TASK GOAL:
When you reach the line with "of the shadow" in the listing below, transcribe it and each line after it up to and including the line with "the bush, newline-separated", exactly and with nothing else.
*** Opening DATA SUPPLIED ***
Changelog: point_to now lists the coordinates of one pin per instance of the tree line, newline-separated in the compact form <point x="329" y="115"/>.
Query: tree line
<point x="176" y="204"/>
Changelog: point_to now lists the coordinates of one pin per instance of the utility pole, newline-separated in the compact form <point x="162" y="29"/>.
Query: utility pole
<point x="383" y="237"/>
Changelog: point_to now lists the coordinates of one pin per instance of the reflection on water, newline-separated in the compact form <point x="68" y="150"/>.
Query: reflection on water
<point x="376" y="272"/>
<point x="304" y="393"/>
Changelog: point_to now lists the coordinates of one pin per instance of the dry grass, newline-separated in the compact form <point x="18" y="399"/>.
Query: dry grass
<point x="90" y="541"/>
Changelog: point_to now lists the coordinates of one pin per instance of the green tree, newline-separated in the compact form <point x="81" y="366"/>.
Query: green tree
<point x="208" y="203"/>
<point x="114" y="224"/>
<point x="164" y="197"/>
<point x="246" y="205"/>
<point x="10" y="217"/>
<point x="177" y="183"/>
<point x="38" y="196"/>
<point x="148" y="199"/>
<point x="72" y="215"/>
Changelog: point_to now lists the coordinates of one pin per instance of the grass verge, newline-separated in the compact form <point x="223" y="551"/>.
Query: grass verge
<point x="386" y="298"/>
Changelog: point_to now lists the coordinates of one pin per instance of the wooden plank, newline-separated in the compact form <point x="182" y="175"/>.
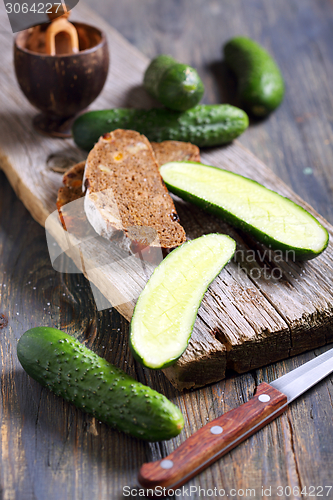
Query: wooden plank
<point x="246" y="319"/>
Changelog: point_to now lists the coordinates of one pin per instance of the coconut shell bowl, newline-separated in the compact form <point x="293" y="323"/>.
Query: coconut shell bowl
<point x="61" y="68"/>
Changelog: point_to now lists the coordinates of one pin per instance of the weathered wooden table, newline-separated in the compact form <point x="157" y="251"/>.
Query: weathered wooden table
<point x="48" y="449"/>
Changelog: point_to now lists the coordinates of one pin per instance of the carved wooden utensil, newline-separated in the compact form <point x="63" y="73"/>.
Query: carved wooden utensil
<point x="61" y="69"/>
<point x="224" y="433"/>
<point x="61" y="36"/>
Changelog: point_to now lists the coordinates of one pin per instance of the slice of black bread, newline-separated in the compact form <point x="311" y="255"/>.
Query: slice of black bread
<point x="125" y="191"/>
<point x="175" y="151"/>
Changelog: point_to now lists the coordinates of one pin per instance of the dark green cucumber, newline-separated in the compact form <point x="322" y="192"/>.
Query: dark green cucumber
<point x="271" y="218"/>
<point x="177" y="86"/>
<point x="204" y="125"/>
<point x="61" y="363"/>
<point x="260" y="83"/>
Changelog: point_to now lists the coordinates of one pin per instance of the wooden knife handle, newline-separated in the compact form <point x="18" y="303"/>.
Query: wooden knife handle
<point x="215" y="439"/>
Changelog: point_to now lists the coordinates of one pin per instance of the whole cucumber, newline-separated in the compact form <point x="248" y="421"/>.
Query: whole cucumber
<point x="61" y="363"/>
<point x="177" y="86"/>
<point x="260" y="83"/>
<point x="203" y="125"/>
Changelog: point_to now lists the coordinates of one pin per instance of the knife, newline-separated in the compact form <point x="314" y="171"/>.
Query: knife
<point x="221" y="435"/>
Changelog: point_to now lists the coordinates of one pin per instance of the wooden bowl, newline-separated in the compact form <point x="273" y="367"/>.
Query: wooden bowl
<point x="62" y="85"/>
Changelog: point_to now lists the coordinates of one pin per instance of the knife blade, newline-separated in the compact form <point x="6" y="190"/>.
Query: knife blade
<point x="221" y="435"/>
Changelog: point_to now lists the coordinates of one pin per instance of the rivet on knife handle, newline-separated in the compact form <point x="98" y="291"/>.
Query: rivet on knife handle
<point x="214" y="440"/>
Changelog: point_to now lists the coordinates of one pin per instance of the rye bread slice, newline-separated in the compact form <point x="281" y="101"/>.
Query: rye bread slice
<point x="125" y="191"/>
<point x="175" y="151"/>
<point x="164" y="152"/>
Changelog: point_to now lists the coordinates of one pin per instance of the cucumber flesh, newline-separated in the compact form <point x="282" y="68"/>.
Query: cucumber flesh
<point x="62" y="364"/>
<point x="166" y="310"/>
<point x="244" y="203"/>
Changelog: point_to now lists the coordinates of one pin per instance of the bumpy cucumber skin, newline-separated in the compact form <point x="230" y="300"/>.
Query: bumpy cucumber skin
<point x="203" y="125"/>
<point x="299" y="253"/>
<point x="177" y="86"/>
<point x="62" y="364"/>
<point x="173" y="360"/>
<point x="260" y="83"/>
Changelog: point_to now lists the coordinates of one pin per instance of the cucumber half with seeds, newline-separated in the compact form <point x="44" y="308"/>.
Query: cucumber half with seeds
<point x="65" y="366"/>
<point x="166" y="310"/>
<point x="246" y="204"/>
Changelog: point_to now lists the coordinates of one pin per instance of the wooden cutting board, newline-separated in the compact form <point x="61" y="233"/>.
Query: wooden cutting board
<point x="259" y="310"/>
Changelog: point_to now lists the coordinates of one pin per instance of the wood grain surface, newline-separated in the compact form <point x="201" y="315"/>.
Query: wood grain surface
<point x="48" y="449"/>
<point x="260" y="309"/>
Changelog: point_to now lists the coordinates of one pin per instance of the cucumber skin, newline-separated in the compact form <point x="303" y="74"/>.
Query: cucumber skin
<point x="95" y="386"/>
<point x="203" y="125"/>
<point x="300" y="253"/>
<point x="166" y="80"/>
<point x="260" y="83"/>
<point x="174" y="360"/>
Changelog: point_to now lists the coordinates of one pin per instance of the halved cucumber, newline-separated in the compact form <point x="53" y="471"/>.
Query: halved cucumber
<point x="246" y="204"/>
<point x="165" y="312"/>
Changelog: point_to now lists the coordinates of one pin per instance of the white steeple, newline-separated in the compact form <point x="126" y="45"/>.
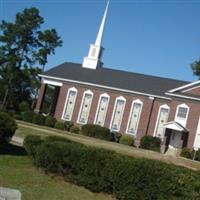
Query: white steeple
<point x="93" y="60"/>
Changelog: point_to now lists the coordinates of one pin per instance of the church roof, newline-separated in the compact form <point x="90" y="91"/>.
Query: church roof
<point x="135" y="82"/>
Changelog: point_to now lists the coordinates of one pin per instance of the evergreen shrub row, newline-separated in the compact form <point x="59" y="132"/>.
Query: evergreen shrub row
<point x="100" y="170"/>
<point x="8" y="126"/>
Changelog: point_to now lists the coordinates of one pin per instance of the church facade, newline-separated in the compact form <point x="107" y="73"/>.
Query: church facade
<point x="126" y="102"/>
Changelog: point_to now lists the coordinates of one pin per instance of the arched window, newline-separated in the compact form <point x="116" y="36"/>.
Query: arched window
<point x="134" y="117"/>
<point x="85" y="107"/>
<point x="182" y="112"/>
<point x="162" y="118"/>
<point x="69" y="104"/>
<point x="117" y="113"/>
<point x="102" y="109"/>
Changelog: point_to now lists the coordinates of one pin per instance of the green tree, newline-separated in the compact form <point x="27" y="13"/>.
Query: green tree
<point x="196" y="68"/>
<point x="24" y="49"/>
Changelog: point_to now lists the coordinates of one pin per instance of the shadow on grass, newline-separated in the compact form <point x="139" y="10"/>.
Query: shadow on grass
<point x="11" y="149"/>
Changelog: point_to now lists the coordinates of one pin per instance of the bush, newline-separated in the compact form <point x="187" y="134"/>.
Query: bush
<point x="59" y="125"/>
<point x="96" y="131"/>
<point x="68" y="125"/>
<point x="50" y="121"/>
<point x="75" y="129"/>
<point x="31" y="142"/>
<point x="38" y="119"/>
<point x="116" y="136"/>
<point x="8" y="126"/>
<point x="17" y="116"/>
<point x="127" y="140"/>
<point x="186" y="152"/>
<point x="125" y="177"/>
<point x="24" y="106"/>
<point x="150" y="142"/>
<point x="28" y="116"/>
<point x="197" y="156"/>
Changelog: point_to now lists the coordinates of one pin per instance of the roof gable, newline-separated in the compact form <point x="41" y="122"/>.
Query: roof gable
<point x="115" y="78"/>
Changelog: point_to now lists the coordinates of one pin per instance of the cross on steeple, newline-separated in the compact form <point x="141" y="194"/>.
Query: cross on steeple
<point x="93" y="60"/>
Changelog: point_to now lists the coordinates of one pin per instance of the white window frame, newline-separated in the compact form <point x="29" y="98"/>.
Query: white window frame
<point x="102" y="95"/>
<point x="79" y="114"/>
<point x="165" y="106"/>
<point x="196" y="136"/>
<point x="73" y="89"/>
<point x="138" y="101"/>
<point x="118" y="98"/>
<point x="183" y="105"/>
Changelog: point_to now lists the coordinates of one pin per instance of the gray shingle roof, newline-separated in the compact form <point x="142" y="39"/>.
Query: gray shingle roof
<point x="115" y="78"/>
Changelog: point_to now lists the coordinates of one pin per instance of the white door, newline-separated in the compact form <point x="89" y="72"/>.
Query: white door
<point x="175" y="140"/>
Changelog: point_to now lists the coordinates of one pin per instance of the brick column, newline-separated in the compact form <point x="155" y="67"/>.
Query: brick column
<point x="41" y="93"/>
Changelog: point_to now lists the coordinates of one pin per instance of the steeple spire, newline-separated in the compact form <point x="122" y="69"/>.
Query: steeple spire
<point x="93" y="60"/>
<point x="101" y="29"/>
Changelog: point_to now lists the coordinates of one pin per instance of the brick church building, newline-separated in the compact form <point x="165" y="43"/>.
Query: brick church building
<point x="126" y="102"/>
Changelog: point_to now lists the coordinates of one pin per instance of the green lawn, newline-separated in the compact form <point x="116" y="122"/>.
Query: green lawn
<point x="17" y="172"/>
<point x="27" y="129"/>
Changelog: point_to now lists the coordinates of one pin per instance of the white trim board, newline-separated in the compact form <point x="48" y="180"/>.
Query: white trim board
<point x="192" y="88"/>
<point x="182" y="96"/>
<point x="105" y="87"/>
<point x="184" y="86"/>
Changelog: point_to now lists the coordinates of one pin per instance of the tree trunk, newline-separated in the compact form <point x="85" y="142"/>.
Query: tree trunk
<point x="6" y="94"/>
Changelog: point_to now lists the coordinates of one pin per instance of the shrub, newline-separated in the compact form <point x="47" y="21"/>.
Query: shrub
<point x="17" y="116"/>
<point x="186" y="152"/>
<point x="75" y="129"/>
<point x="96" y="131"/>
<point x="197" y="156"/>
<point x="127" y="140"/>
<point x="38" y="119"/>
<point x="116" y="136"/>
<point x="59" y="125"/>
<point x="24" y="106"/>
<point x="150" y="142"/>
<point x="8" y="126"/>
<point x="125" y="177"/>
<point x="68" y="125"/>
<point x="31" y="142"/>
<point x="50" y="121"/>
<point x="28" y="116"/>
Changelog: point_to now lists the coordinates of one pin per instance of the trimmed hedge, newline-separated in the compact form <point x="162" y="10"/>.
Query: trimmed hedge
<point x="31" y="142"/>
<point x="75" y="129"/>
<point x="116" y="136"/>
<point x="96" y="131"/>
<point x="151" y="143"/>
<point x="68" y="125"/>
<point x="59" y="125"/>
<point x="50" y="121"/>
<point x="28" y="116"/>
<point x="127" y="140"/>
<point x="127" y="178"/>
<point x="38" y="119"/>
<point x="8" y="126"/>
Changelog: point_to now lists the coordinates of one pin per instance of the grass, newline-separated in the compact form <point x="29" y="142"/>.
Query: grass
<point x="17" y="172"/>
<point x="27" y="129"/>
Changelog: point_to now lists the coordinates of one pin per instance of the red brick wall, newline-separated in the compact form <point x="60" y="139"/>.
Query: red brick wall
<point x="145" y="117"/>
<point x="193" y="117"/>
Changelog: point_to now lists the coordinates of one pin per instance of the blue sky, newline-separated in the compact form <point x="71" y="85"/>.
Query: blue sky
<point x="159" y="38"/>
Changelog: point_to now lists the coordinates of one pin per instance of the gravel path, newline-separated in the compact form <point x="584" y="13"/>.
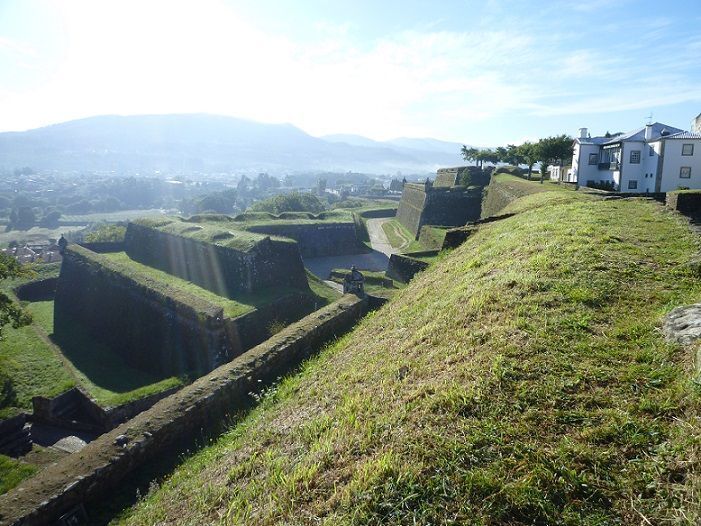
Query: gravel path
<point x="376" y="260"/>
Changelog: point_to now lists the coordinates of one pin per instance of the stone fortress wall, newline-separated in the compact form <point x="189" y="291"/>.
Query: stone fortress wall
<point x="164" y="335"/>
<point x="78" y="484"/>
<point x="222" y="269"/>
<point x="163" y="329"/>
*** Closing DATA SUPPLIED ***
RESPONSE AREA:
Changelog: point_to now lists the coordinates of one pin per instance of the shadow on grass, newline-separated in the compact form <point x="139" y="10"/>.
Query: shadow on grass
<point x="11" y="149"/>
Changelog: point_to now lists the coordinates of one pin per instance of the bush, newline-separated in the compact form <point x="187" y="134"/>.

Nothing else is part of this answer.